Nothing outside the range below should be printed. Output exactly the lines from the line with "Query: toilet bowl" to the line with "Query: small dark bottle", both included.

----------

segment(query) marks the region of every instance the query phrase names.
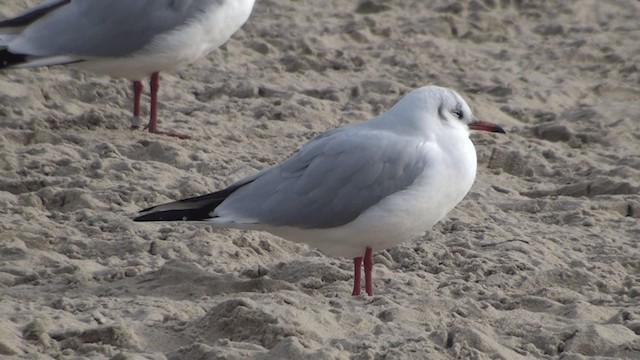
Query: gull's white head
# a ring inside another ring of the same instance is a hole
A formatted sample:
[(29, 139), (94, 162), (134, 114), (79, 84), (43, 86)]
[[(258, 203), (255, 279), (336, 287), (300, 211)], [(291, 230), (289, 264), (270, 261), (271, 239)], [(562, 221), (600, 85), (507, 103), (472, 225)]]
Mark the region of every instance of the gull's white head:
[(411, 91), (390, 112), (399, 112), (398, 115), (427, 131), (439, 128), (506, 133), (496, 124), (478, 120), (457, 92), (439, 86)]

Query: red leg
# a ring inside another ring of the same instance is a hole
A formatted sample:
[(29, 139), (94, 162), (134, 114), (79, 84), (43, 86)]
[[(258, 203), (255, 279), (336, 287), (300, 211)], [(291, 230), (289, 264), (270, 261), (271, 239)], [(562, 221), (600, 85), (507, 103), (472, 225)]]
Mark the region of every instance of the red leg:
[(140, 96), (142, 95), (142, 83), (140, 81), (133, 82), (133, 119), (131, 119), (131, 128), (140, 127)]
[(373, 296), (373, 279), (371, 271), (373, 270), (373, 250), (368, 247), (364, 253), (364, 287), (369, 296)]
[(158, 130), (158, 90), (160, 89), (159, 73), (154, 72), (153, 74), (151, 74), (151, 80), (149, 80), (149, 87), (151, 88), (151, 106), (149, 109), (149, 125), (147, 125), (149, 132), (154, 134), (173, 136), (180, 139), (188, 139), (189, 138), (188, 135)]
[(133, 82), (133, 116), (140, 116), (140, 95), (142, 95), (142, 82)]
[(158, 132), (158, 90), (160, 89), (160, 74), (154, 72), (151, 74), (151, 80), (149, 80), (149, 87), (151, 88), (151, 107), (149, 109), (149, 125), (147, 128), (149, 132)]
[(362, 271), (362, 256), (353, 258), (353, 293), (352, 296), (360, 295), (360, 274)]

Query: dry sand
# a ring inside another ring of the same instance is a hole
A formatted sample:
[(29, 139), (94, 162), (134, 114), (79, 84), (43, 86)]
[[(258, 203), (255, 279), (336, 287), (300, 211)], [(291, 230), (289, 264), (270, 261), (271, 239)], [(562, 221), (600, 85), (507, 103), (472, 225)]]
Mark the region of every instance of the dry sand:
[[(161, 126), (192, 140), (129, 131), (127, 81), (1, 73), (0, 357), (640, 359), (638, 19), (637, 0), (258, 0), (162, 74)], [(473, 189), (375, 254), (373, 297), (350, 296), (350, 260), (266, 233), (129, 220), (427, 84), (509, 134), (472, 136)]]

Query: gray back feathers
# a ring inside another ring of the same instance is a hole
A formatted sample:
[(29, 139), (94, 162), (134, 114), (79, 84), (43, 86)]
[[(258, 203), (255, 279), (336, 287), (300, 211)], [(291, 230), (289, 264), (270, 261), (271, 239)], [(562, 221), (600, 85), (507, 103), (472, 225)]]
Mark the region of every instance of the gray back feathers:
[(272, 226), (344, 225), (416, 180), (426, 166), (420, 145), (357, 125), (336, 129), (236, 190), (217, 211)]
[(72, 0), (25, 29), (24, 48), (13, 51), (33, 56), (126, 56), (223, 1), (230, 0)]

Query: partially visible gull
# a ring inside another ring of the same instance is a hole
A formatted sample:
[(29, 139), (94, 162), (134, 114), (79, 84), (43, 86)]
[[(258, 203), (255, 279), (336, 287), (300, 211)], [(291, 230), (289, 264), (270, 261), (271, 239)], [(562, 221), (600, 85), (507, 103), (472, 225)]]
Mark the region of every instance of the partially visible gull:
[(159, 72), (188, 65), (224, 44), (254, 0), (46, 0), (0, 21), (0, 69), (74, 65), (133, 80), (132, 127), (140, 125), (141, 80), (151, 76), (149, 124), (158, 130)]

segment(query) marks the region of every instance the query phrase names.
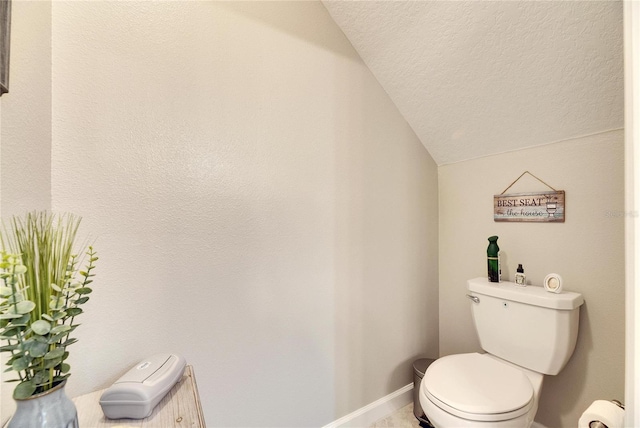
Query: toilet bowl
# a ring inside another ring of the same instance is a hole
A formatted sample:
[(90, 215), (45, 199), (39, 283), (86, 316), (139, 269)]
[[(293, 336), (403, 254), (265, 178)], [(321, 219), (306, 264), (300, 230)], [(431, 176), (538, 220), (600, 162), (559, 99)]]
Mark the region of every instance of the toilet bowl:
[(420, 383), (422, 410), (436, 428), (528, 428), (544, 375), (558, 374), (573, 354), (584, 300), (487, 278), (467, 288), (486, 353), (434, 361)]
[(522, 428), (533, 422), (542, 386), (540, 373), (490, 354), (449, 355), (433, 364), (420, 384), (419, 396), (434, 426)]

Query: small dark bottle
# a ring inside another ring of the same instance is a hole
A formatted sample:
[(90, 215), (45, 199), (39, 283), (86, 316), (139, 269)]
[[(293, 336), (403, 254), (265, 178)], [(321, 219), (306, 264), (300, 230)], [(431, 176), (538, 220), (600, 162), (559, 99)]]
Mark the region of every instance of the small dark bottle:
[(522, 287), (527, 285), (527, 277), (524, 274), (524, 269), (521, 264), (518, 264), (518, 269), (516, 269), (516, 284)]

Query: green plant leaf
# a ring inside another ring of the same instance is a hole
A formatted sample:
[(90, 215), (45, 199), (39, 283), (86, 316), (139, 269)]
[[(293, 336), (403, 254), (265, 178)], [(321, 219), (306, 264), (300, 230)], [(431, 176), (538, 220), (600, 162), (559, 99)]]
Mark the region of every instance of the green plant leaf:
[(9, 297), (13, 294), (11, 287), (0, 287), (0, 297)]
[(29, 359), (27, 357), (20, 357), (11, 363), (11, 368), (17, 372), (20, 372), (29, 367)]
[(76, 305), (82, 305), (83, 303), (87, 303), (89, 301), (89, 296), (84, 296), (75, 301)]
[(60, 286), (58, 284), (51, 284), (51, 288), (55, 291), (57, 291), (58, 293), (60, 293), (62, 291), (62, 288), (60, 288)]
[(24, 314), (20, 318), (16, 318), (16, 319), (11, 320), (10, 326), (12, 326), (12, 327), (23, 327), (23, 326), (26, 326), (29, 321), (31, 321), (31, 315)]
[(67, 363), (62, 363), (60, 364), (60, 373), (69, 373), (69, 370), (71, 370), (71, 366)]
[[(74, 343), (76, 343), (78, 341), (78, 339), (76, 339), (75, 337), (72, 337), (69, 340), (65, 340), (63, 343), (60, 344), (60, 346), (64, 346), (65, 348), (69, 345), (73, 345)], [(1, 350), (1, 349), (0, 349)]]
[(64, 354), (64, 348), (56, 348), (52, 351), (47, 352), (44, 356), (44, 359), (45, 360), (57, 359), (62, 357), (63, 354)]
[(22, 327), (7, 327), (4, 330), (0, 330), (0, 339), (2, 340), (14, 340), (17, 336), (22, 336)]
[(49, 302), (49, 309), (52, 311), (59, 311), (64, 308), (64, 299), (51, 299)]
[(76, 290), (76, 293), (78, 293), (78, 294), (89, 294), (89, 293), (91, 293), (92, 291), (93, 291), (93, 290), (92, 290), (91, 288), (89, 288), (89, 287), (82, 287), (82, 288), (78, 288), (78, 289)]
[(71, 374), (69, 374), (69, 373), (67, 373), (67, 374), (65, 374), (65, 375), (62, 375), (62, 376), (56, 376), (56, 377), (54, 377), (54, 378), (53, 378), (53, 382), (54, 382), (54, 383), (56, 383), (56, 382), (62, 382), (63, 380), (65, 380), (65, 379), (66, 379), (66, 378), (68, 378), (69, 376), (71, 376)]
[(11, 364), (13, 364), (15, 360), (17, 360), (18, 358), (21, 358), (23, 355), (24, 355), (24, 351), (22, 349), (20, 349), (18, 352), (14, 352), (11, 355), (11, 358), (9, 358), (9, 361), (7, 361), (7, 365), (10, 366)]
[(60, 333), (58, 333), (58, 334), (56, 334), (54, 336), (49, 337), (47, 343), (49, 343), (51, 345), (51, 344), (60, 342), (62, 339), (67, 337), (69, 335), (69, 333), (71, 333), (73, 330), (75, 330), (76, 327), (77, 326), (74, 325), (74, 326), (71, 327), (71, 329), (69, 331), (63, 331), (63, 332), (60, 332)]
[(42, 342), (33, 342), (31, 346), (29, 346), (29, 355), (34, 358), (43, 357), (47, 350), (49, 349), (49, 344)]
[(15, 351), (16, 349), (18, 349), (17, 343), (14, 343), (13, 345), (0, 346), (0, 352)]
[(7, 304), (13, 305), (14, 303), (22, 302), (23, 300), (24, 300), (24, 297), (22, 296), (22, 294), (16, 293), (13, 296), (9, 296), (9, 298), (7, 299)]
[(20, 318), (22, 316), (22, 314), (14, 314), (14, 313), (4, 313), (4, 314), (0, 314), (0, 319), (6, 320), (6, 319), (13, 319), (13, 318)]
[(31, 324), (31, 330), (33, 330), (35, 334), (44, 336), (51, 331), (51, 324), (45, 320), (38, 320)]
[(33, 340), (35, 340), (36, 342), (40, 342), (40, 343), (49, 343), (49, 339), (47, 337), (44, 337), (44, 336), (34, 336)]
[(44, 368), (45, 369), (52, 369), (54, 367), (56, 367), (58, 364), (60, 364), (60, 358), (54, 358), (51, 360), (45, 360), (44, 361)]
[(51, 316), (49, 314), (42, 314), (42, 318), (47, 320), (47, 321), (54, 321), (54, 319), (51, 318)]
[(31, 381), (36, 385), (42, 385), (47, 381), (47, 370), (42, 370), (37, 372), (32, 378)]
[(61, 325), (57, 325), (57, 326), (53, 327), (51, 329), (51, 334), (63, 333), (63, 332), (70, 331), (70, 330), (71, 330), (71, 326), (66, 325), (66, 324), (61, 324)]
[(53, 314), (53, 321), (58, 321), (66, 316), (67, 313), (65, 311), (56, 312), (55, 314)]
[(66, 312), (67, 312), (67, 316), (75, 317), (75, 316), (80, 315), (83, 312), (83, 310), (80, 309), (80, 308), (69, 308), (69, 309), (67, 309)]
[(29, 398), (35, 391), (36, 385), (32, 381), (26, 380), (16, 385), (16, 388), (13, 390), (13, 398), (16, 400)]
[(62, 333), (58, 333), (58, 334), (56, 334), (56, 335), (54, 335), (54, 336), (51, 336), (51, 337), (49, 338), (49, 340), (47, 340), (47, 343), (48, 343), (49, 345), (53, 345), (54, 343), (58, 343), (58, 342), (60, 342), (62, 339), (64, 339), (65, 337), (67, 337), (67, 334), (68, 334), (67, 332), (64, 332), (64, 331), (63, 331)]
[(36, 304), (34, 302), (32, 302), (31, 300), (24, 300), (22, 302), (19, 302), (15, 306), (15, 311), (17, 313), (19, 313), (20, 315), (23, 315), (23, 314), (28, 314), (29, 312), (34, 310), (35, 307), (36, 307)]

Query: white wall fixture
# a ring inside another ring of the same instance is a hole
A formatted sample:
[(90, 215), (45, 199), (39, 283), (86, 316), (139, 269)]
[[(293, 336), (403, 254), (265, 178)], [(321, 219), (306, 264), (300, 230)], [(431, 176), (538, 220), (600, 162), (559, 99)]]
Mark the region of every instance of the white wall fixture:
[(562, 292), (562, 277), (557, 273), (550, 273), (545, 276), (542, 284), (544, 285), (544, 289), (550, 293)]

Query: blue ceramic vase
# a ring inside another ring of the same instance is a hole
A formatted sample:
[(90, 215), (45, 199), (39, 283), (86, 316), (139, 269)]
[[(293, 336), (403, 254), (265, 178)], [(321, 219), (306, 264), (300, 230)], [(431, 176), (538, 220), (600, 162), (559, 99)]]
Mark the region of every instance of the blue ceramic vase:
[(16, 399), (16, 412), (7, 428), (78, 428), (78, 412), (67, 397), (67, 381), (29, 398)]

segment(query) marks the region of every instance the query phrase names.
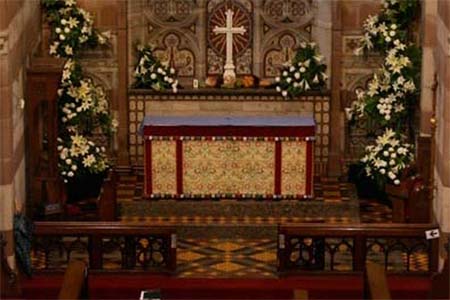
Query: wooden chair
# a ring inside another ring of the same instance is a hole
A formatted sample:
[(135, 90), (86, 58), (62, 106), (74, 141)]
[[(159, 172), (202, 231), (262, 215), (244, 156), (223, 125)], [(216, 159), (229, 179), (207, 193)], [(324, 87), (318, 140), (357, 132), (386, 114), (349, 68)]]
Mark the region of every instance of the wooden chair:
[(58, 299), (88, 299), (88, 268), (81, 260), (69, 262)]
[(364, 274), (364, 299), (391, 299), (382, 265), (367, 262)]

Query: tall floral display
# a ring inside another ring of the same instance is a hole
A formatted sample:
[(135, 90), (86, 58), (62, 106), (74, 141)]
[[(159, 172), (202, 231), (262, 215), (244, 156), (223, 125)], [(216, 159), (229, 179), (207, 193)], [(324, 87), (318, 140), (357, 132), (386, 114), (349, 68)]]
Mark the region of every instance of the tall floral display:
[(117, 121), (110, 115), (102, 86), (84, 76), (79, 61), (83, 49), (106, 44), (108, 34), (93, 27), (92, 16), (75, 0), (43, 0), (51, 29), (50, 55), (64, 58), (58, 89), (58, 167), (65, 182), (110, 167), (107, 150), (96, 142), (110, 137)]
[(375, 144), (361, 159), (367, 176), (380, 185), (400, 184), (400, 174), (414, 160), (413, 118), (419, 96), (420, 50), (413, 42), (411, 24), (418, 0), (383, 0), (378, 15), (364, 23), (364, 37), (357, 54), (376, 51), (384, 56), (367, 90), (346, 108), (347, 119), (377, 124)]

----------

▶ COMPLETED TASK:
Query: toilet bowl
# a ring inside another ring of the same instance is a hole
A formatted sample:
[(90, 215), (45, 199), (39, 283), (86, 316), (139, 269)]
[[(293, 336), (403, 254), (265, 178)], [(321, 219), (306, 264), (300, 230)], [(431, 176), (538, 220), (600, 162), (559, 99)]]
Mark the region of every instance of the toilet bowl:
[(420, 383), (422, 410), (436, 428), (528, 428), (544, 375), (558, 374), (573, 354), (584, 300), (487, 278), (467, 288), (486, 353), (434, 361)]
[(522, 428), (533, 422), (542, 386), (540, 373), (490, 354), (449, 355), (433, 364), (420, 384), (419, 396), (434, 426)]

Query: small dark bottle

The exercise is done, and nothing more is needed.